| L'exercice |
Reprenez toutes les lignes des données ci-dessous sous forme de liste numérotée, en omettant les lignes vides.

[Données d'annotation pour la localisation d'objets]
★ ★ ★
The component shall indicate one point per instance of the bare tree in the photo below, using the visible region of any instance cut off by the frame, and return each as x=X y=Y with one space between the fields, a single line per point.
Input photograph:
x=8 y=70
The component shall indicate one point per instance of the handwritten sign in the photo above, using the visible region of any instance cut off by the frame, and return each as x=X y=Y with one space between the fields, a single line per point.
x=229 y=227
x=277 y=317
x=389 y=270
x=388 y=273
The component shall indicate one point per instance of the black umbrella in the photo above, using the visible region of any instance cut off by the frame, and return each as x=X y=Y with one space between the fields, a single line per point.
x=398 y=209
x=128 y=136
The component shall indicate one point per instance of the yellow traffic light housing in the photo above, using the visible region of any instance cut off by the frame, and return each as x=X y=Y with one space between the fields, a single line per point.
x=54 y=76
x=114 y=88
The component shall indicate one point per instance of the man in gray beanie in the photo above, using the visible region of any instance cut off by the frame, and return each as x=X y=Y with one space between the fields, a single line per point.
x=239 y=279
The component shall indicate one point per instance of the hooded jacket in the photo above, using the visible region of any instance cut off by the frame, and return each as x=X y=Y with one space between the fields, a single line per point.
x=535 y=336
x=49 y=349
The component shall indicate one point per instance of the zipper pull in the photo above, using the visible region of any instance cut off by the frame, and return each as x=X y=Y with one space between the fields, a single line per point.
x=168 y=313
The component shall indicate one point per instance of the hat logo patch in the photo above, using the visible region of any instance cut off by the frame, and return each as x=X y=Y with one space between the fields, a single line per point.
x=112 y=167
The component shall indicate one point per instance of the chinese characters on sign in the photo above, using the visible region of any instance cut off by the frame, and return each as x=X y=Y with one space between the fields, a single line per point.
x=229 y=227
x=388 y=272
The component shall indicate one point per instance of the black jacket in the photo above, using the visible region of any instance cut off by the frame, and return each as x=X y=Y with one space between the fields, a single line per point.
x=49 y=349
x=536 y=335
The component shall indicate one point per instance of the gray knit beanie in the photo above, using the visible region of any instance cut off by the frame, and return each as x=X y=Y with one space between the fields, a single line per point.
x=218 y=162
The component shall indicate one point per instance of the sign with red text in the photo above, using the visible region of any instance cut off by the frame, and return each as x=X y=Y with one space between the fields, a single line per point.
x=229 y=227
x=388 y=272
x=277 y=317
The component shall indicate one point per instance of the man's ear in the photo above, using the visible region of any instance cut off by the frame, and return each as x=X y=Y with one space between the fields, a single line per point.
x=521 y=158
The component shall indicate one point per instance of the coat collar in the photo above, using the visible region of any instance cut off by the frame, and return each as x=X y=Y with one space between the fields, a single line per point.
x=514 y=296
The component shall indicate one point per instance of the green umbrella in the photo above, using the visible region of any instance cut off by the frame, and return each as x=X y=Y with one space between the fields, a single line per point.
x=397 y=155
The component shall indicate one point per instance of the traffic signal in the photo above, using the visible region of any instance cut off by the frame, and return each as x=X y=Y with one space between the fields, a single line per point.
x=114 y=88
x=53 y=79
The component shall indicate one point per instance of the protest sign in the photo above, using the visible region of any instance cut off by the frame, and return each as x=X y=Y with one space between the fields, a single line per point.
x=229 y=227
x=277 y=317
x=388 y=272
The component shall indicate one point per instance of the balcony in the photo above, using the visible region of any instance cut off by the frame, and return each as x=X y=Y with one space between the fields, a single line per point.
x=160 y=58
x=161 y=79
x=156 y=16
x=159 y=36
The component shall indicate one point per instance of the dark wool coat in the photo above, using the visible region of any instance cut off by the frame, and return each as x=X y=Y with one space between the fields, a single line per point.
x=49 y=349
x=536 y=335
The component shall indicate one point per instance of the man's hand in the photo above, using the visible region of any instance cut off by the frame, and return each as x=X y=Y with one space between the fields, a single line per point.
★ ★ ★
| Résultat |
1. The component shall indicate one point per instance of the bare tree in the photo below, using the visible region of any instance cut off by the frame, and return each as x=X y=Y with one space between the fields, a single line per point.
2. Input photograph:
3. x=8 y=70
4. The component shall indicate one point per instance of the handwritten sign in the photo above, using the visible region of any instance cut off by the frame, and return each as x=X y=Y with one space between the fields, a single line per point.
5. x=229 y=227
6. x=277 y=317
7. x=389 y=270
8. x=388 y=273
9. The component shall indicate one point per instance of the black umbrella in the photo above, using the visible region of any instance cut off by the frame, and return each as x=X y=Y with one space between the fields, a single line per point.
10. x=398 y=209
11. x=128 y=136
12. The component shall indicate one point per instance of the yellow traffic light housing in the photo above, using the visible region of any instance cut off by the frame, and return each as x=X y=Y with one space between the fields, a single line per point.
13. x=54 y=76
14. x=114 y=88
15. The component shall indicate one point per instance of the man in gray beanie in the photo above, using the visible region of any instance cut off by the frame, and return each as x=X y=Y with one space between the fields, a single line per point.
16. x=239 y=279
17. The component shall indicate one point per instance of the hooded jacket in the photo above, using the visible region of any instance cut off by the frame, and return each as x=X y=Y with one space between the fields, a single line per point.
18. x=535 y=336
19. x=49 y=349
20. The component shall indicate one point per instance of the zipper pull in the photo above, using the visible region of any instance cut off by the frame, and return each as x=X y=Y with one space between the fields, a single line per point.
21. x=168 y=313
22. The component shall indicate one point per instance of the hat logo patch in the photo above, using the visible region of any instance cut off by the frame, and return each as x=X y=Y with one space between the fields, a single line per point.
23. x=112 y=167
24. The component shall indicate one point per instance of the chinese characters on sign in the photo above, using the visible region of any instance cut off by the frame, and return each as x=X y=Y with one space between the fields, a single line per point.
25. x=229 y=227
26. x=388 y=272
27. The component shall indicate one point per instance of the black jacket in the photo above, using the visible region of any instance cut off by the frame, and return each as x=X y=Y with one space between the fields, a single line per point.
28. x=49 y=349
29. x=536 y=335
30. The component shall indicate one point per instance of the gray knit beanie in the photo above, using the visible region of any instance cut off by the frame, and return each as x=X y=Y with one space between the fields, a single line per point.
31. x=218 y=162
32. The component shall indicate one point per instance of the sign with red text in the photo above, using the visible region of any instance cut off by the frame, and return each as x=X y=Y with one space between the fields, a single line per point.
33. x=229 y=227
34. x=388 y=272
35. x=277 y=317
36. The component shall indicate one point per instance of the man's ear in the photo above, using the visible region of any instance cut off by the frame, and return each as x=X y=Y with one space between the fields, a single line per point.
37. x=521 y=158
38. The component shall indicate one point per instance of the coat collar in the photo above, using the visible region of any instance cut off by the frame, and return each as x=X y=Y with one space between the fields, a single line per point.
39. x=514 y=296
40. The component shall indicate one point per instance of the green umbrella in the photo above, using the visible region of any instance cut off by the frame, and return each as x=X y=Y with one space between the fields, a single line per point.
41. x=397 y=155
42. The component shall indicate one point per instance of the traffic signal in the photo above, using the visible region of any instance cut off by the frame, and return each as x=X y=Y with one space between the fields, a single line per point.
43. x=114 y=88
44. x=53 y=79
45. The component shall indicate one point per instance of the protest sign in the photo above, using the visible region of any instance cut off by the frame, and return each as x=X y=Y with one space between the fields, a single line per point.
46. x=229 y=227
47. x=277 y=317
48. x=388 y=272
49. The component shall indicate one point per instance of the balcony in the photo above, using the visible region of any instance cut off by the frame, and return each as x=X y=Y with one space between the fields, a single line per point.
50. x=160 y=58
51. x=161 y=79
52. x=156 y=16
53. x=159 y=36
54. The component shall indicate one point per instance of the dark wool coat in the photo above, using the visible region of any instance cut off by the frame, and return each as x=X y=Y with one space between the fields, a single line per point.
55. x=49 y=349
56. x=536 y=335
57. The component shall indicate one point per instance of the man's hand in the photo above, using the visible region of any instance cut off by the frame, and return each as x=X y=Y with one space between the fields, a single line per point.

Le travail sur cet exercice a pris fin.